Brano estratto:
═══
Pubblicato 11.03.2020, 15:31

Considerati in parte responsabili del peggior calo del prezzo in tre decenni ed in attesa del castigo che sarà imposto loro da sauditi e russi, i trivellatori di scisto USA vengono dipinti nuovamente come l’incarnazione della sovrapproduzione di greggio.

Tuttavia, il numero degli impianti attivi negli USA (un affidabile indicatore della produzione, sebbene in ritardo) è sceso di 152 unità, o del 18%, su base annua. Ciò significa che, anche se la produzione di greggio USA ha raggiunto il record di 13,1 milioni di barili al giorno a fine febbraio, il settore sta lavorando per ridurre la produzione.

Ovviamente, i trivellatori non si sono sempre comportati in modo corretto.
═══
Consegna: Secondo il brano sui trivellatori di scisto statunitensi, di quante unità è diminuito su base annua il numero degli impianti attivi negli USA? Le righe che seguono non hanno alcuna rilevanza ai fini dell'esercizio.
═══
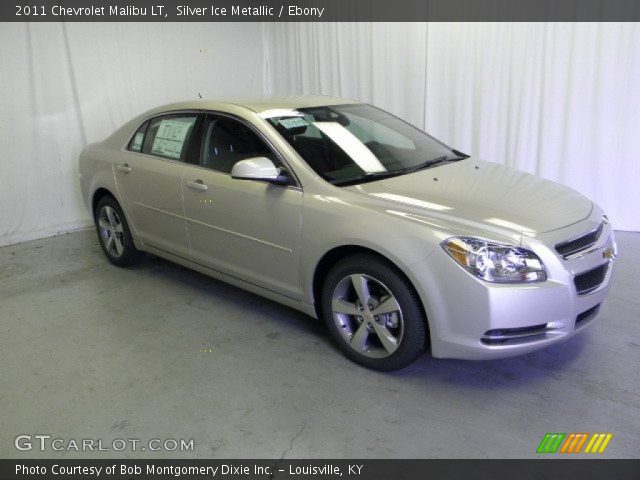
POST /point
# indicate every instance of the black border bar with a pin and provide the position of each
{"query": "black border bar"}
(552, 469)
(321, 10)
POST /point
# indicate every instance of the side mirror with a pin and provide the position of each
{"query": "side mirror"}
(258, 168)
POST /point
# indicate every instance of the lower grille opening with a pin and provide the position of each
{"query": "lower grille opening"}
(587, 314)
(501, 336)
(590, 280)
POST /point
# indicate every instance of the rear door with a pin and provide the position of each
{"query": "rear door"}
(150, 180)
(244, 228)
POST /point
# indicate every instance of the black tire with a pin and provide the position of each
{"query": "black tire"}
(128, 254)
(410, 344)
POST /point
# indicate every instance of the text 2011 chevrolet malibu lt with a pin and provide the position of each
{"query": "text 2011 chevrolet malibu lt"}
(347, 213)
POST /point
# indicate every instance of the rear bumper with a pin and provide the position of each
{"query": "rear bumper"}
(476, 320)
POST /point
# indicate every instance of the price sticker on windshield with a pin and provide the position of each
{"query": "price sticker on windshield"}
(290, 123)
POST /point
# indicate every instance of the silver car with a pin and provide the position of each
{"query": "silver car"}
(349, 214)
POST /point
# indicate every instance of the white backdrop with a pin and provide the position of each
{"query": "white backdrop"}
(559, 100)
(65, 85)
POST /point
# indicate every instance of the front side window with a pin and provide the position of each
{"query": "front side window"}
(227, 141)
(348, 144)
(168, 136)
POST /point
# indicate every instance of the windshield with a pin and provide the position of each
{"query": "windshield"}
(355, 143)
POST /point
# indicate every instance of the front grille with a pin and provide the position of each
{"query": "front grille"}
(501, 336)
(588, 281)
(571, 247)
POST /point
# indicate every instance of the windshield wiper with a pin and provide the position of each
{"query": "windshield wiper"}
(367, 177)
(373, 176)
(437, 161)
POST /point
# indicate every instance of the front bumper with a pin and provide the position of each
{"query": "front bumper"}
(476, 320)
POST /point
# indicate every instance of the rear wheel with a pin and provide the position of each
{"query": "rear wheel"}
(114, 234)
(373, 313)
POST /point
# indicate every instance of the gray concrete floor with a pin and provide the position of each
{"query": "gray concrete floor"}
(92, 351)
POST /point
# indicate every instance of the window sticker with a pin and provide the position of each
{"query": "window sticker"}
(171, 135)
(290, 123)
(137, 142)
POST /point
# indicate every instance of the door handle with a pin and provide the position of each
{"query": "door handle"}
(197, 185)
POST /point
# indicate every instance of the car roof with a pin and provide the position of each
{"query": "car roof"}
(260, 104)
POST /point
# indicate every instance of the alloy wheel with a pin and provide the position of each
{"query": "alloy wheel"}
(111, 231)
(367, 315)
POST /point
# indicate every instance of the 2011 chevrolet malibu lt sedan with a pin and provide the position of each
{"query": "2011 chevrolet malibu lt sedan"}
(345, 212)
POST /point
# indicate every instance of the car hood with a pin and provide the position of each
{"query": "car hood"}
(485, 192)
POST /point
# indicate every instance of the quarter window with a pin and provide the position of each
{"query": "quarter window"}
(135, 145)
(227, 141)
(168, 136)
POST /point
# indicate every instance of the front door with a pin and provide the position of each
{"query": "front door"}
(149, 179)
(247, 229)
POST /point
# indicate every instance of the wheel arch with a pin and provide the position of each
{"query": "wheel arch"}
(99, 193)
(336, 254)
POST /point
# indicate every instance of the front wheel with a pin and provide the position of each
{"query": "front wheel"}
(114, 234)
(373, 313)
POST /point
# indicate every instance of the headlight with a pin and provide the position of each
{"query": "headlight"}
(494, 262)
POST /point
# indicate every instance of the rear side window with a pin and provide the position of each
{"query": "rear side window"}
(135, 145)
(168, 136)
═══
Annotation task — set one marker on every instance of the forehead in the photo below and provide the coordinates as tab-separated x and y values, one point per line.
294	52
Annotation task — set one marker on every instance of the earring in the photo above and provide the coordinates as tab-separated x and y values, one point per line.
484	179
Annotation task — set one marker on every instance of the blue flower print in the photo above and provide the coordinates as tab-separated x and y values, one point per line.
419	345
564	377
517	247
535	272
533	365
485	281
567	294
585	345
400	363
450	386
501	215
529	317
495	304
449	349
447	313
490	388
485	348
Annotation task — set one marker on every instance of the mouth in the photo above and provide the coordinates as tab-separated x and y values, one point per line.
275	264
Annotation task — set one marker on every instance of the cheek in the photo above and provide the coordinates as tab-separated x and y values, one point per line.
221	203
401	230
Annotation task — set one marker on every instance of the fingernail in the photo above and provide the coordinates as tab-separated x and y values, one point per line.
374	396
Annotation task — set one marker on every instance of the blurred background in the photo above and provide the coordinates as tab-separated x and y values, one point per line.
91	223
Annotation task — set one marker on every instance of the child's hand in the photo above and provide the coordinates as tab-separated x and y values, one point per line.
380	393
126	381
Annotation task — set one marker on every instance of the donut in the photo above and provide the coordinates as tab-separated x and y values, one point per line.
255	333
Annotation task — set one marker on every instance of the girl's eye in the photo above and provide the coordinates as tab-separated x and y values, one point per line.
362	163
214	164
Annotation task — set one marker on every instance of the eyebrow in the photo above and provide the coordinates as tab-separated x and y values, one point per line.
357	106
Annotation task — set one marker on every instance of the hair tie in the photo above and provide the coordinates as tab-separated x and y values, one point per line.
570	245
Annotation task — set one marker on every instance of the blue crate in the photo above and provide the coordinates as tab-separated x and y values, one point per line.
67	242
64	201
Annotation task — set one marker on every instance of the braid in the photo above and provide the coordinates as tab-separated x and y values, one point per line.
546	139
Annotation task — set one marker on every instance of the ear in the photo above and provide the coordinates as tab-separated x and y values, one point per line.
═══
Soluzione: Di 152 unità, pari al 18%.